*EXERCISE AIM:* Look through the listing below, and wherever a line has the string "tree", pull it out.

============

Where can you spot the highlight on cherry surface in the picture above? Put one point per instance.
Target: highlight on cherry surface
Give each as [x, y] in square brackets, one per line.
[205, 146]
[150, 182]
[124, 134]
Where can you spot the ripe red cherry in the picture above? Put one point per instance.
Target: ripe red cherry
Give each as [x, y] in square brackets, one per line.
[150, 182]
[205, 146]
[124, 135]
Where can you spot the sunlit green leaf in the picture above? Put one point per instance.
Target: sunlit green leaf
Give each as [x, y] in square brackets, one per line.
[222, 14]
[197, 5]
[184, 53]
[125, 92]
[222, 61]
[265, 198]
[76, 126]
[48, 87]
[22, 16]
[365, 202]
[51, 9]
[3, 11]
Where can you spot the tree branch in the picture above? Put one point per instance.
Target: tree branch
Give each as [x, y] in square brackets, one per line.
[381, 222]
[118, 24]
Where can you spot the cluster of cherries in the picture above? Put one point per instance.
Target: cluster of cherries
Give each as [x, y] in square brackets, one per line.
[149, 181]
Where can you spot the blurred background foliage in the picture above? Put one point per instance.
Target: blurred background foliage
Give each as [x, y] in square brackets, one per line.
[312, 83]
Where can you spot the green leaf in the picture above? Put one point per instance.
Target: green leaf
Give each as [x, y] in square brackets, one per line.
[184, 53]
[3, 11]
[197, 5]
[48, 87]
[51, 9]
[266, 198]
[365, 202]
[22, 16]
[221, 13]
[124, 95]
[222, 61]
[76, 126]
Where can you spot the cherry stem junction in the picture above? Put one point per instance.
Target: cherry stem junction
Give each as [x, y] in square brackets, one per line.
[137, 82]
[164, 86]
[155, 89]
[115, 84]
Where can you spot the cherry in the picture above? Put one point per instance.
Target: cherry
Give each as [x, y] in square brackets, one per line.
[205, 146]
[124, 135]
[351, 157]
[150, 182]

============

*WRITTEN ANSWER:*
Where can you spot the tree branch in the picture above? Put one point per instance.
Target: tree branch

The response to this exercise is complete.